▶ READING PASSAGE:
========================================================================
Born of King David and Bathsheba in 990 BC, Solomon was known for his wisdom and success.[1] He became the third King of Israel in 970 BC and his reign ended with his death 931 BC[2]. His Hebrew name means “peace” and after the first year of his reign, peace reigned throughout the land for many years. A peace that had not been seen for hundreds of years.  [3]

Other meanings for the name Solomon include recompense and completeness. It comes from the verb “shalem” which means to be or make whole or complete.[4]


[1] (Solomon Asks for Wisdom, 2019)

[2] (Hunter, 2012)

[3] (Solomon Asks for Wisdom, 2019)

[4] (Solomon meaning, 2019)

The meanings of completeness and recompense; they come in to play when you see the many splendid building projects Solomon completed and how he developed many cities and strongholds. Israel also prospered greatly under his reign. He was paid for his advice and given gifts of gold, silver, gems and the like in copious amounts. In fact, it is rumored that King Solomon alone, would have had a personal fortune of over $2 trillion today.[1] He was a modern day consultant.

How did he get this wisdom? In Kings 1 3:5 we read “At Gibeon the LORD appeared to Solomon during the night in a dream, and God said, “Ask for whatever you want me to give you.”  Solomon answered, “So give your servant a discerning heart to govern your people and to distinguish between right and wrong. For who is able to govern this great people of yours?” 1Kings 3:9  God then replied, “Since you have asked for this and not for long life or wealth for yourself, nor have asked for the death of your enemies but for discernment in administering justice, I will do what you have asked. I will give you a wise and discerning heart, so that there will never have been anyone like you, nor will there ever be. Moreover, I will give you what you have not asked for—both wealth and honor—so that in your lifetime you will have no equal among kings. And if you walk in obedience to me and keep my decrees and commands as David your father did, I will give you a long life.” 1 Kings 3:11-14[2]


[1] (The 20 richest people of all time, 2017)
========================================================================
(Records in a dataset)
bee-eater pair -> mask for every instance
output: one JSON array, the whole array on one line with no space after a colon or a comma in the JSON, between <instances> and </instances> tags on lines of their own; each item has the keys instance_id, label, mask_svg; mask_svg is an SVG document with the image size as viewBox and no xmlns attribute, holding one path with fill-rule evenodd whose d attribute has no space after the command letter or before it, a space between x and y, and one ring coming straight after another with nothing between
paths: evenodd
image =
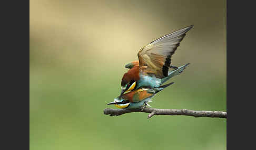
<instances>
[{"instance_id":1,"label":"bee-eater pair","mask_svg":"<svg viewBox=\"0 0 256 150\"><path fill-rule=\"evenodd\" d=\"M192 27L186 27L143 47L138 52L139 61L125 65L130 69L122 79L120 95L107 104L123 109L139 108L148 105L153 96L173 83L161 86L172 77L181 73L189 64L179 68L171 66L171 58L186 32ZM170 68L174 70L169 72Z\"/></svg>"}]
</instances>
========================================================================
▶ STATED EXERCISE 1:
Answer these questions from the King Solomon passage.
(a) In what year did Solomon become the third King of Israel?
(b) From which Hebrew verb does the name Solomon come?
(c) Where did the LORD appear to Solomon in a dream?
▶ STATED EXERCISE 2:
Rewrite the King Solomon passage from "The meanings of" up to and including "modern day consultant.", swapping "consultant" for "advisor".

▶ EXERCISE OUTPUT 1:
(a) 970 BC
(b) "shalem"
(c) At Gibeon

▶ EXERCISE OUTPUT 2:
The meanings of completeness and recompense; they come in to play when you see the many splendid building projects Solomon completed and how he developed many cities and strongholds. Israel also prospered greatly under his reign. He was paid for his advice and given gifts of gold, silver, gems and the like in copious amounts. In fact, it is rumored that King Solomon alone, would have had a personal fortune of over $2 trillion today.[1] He was a modern day advisor.